=== EXTRACTED ENTRIES ===
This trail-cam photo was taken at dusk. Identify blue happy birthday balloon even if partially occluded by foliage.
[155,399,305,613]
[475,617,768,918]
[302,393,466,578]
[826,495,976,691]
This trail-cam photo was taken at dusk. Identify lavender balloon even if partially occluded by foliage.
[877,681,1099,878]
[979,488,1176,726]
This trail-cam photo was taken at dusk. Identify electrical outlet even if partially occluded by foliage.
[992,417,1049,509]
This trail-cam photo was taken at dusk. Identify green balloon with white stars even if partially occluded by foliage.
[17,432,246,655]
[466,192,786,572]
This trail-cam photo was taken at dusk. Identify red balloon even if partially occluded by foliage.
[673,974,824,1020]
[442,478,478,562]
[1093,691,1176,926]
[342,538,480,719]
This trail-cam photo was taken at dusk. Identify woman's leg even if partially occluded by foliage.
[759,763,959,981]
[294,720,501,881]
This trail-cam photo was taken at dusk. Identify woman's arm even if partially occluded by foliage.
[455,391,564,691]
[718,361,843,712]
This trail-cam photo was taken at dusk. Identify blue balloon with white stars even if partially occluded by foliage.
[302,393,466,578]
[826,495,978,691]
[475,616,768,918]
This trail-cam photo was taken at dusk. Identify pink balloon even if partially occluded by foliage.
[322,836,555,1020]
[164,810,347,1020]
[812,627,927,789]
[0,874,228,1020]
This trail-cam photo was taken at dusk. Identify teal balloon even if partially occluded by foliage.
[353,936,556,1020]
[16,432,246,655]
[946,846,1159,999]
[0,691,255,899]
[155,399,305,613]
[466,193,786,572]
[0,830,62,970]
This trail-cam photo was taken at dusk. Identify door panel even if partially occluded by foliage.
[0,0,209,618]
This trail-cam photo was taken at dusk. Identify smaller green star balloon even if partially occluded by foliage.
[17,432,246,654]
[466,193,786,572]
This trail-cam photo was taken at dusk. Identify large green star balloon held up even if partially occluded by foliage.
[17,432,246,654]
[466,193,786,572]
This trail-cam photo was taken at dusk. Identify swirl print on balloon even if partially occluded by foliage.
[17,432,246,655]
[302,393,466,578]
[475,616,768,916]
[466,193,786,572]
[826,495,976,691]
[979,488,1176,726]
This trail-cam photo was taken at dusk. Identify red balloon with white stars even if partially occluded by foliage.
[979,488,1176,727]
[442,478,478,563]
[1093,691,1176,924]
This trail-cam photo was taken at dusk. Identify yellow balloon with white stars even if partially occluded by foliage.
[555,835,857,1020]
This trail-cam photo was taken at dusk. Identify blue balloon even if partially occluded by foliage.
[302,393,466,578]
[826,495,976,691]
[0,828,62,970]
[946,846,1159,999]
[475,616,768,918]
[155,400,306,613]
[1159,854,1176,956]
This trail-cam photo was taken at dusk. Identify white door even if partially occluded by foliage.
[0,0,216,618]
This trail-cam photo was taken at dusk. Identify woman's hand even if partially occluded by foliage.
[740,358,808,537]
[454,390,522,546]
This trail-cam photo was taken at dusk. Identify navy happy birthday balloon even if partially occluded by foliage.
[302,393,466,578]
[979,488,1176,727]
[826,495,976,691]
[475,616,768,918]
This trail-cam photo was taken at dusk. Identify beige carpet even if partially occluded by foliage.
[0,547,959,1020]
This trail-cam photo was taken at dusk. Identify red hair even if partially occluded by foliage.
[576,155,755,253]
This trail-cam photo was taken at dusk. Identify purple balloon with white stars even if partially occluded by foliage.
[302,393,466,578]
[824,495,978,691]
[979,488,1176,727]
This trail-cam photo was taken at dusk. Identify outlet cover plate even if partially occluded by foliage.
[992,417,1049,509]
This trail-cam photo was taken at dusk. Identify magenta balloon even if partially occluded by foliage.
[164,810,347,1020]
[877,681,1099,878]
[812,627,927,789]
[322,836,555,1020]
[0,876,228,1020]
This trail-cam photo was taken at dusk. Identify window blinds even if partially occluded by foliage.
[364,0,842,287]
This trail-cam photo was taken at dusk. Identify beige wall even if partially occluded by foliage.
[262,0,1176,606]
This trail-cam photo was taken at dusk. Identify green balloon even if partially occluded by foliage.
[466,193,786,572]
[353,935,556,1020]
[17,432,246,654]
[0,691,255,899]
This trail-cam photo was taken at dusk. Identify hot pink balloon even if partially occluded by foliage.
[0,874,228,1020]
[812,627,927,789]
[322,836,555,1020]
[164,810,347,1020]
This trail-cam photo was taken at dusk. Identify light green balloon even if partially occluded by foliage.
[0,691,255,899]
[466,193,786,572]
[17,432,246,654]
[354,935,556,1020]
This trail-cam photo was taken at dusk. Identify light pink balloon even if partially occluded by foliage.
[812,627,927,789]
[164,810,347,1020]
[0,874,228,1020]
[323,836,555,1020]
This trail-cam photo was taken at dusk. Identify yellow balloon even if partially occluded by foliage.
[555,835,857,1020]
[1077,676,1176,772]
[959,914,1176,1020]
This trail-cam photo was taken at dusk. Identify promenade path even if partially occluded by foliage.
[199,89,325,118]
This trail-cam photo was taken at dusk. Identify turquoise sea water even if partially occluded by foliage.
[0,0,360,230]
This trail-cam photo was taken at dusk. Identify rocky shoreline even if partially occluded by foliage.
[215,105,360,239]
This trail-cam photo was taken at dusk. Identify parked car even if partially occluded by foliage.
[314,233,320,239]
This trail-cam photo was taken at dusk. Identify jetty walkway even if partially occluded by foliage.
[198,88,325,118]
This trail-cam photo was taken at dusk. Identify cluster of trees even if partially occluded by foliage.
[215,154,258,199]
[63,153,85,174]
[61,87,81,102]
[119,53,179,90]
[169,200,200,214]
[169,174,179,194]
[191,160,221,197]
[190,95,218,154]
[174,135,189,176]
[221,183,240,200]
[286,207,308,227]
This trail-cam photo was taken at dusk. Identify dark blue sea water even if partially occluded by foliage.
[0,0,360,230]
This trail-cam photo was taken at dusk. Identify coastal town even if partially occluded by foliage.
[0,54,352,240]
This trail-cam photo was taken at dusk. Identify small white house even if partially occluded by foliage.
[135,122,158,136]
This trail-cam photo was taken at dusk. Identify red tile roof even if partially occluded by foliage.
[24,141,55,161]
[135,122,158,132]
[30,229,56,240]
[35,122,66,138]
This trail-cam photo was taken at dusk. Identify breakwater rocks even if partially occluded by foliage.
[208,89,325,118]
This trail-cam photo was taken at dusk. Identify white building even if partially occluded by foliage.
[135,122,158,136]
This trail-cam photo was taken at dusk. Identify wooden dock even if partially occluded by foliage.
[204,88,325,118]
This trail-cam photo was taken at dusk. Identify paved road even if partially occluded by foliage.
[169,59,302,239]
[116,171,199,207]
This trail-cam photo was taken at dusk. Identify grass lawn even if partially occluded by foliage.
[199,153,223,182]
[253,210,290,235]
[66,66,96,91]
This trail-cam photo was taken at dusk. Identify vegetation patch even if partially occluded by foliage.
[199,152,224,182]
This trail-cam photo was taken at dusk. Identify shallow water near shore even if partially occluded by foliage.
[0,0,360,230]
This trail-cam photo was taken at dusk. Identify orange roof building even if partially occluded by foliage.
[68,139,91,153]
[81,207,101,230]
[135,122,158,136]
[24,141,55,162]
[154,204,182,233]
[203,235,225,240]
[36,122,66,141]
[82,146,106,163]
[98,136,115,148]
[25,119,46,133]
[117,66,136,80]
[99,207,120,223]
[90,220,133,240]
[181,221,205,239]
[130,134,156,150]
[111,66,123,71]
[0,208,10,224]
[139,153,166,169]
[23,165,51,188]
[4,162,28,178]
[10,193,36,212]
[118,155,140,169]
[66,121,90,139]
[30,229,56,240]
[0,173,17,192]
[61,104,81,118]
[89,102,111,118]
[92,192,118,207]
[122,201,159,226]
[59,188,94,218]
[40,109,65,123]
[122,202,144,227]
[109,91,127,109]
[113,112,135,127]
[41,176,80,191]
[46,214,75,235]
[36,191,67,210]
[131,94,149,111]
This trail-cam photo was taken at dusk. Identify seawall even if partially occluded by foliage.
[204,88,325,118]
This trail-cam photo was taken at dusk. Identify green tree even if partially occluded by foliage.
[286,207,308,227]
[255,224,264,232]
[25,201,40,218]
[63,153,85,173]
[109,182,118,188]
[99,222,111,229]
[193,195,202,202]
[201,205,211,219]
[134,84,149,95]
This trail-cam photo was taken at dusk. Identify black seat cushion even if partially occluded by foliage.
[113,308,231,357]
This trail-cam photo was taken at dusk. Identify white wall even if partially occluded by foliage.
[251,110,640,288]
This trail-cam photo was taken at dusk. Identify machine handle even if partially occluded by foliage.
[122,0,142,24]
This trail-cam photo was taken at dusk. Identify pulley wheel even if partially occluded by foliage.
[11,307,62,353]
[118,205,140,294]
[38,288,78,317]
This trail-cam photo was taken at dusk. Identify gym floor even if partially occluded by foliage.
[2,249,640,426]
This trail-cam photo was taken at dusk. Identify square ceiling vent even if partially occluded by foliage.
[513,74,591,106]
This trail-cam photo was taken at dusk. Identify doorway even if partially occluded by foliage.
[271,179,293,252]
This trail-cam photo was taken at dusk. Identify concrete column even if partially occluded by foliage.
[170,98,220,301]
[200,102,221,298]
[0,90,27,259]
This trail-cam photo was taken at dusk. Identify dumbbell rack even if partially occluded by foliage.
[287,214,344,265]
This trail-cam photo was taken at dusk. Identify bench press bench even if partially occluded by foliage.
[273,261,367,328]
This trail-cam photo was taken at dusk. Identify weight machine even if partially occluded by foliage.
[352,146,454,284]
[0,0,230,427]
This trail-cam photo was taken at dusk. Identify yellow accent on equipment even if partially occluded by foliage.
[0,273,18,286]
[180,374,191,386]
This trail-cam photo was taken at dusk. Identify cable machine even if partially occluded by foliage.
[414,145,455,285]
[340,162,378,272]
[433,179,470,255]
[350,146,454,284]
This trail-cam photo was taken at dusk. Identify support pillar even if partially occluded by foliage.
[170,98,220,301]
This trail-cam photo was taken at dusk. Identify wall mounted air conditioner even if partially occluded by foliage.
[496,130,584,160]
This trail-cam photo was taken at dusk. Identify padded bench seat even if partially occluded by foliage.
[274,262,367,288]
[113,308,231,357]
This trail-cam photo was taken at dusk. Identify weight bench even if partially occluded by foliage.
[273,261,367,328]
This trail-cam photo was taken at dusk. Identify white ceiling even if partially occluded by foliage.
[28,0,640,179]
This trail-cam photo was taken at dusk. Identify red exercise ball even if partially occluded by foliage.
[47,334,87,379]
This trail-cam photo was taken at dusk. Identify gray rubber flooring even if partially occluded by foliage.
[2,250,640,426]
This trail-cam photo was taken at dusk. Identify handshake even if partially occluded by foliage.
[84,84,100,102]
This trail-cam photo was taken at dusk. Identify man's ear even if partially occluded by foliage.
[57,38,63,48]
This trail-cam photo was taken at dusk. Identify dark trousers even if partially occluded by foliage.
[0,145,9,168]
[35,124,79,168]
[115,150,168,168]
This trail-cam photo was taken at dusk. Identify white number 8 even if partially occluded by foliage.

=== WORK TO DO ===
Update the stretch of data from the line containing "This trail-cam photo was taken at dusk. Identify gray" through the line containing "[84,84,100,102]" by changing "rubber flooring" to "vinyl flooring" and leaving everything else as it is. Give only those lines.

=== WRITTEN SOLUTION ===
This trail-cam photo was taken at dusk. Identify gray vinyl flooring even if partially occluded by foliage.
[2,250,640,426]
This trail-cam photo was taken at dusk. Identify handshake even if partially occluded by foliage.
[84,84,100,102]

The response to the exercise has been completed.